Given information
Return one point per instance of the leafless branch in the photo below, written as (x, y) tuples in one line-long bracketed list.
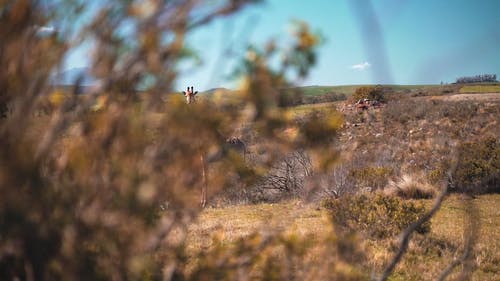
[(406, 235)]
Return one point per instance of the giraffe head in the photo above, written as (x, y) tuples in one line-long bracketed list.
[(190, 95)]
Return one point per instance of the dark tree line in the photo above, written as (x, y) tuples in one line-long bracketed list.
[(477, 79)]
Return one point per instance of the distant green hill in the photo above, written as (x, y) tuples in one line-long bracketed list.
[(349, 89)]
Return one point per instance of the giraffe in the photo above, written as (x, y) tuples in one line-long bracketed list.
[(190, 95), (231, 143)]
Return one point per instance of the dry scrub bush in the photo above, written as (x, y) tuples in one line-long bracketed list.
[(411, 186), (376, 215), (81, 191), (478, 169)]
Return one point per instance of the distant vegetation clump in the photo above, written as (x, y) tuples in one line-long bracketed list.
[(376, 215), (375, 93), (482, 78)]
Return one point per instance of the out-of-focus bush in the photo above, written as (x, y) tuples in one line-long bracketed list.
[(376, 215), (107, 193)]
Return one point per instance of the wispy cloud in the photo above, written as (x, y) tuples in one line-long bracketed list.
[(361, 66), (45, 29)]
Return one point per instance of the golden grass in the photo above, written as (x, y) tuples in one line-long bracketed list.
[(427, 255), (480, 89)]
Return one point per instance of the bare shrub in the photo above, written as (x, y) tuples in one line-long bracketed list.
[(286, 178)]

The task
What is wanted is the listing, written out exactly, with each picture removed.

Expected output
Return one point per instance of the leafless branch in the photo below, written as (x, y) tuples in one line-long bracketed list.
[(406, 235)]
Return one point per instance of the giraffe head in the photo above, written as (x, y) tuples in one line-long bracketed list.
[(190, 95)]
Return one point per instance of the dark tree line in the photo above, written as (x, y) tuples in one line-long bracketed list.
[(477, 79)]
Return one point per instance of the distant green hill in the photo above, written as (x, y) tuples in one line-long bracketed list.
[(349, 89)]
Return one point per instance of the giraffe in the photo above, written as (x, y) tuples in one line-long bracketed list.
[(190, 95), (231, 143)]
Return one point per instance of the dry scrub bush in the photo above, written as (x, y) tuples in one line-long bracketed list.
[(411, 186), (376, 215), (81, 191), (478, 169)]
Return one point per instance of the distant vegetation clump in the photo above, written as (x, y) tuples in one line-long bracketed list.
[(376, 215), (375, 93), (482, 78)]
Return one point per instance of the out-of-focus bush in the photo above, written as (x, y) tuples in one line-long bracketed list.
[(376, 215), (107, 193)]
Return one point per instance of the wispy cloud in the photo above, written as (x, y) tuples in one line-long bracketed list.
[(361, 66), (45, 29)]
Return one point per instance of the golden grass in the photo above, written as (x, y) tuples in one line-long bracketed list.
[(427, 255), (480, 89)]
Return one point per instance of the bare shrub in the photo above, written as (x, y) tuples in one line-long bracketed list.
[(286, 178)]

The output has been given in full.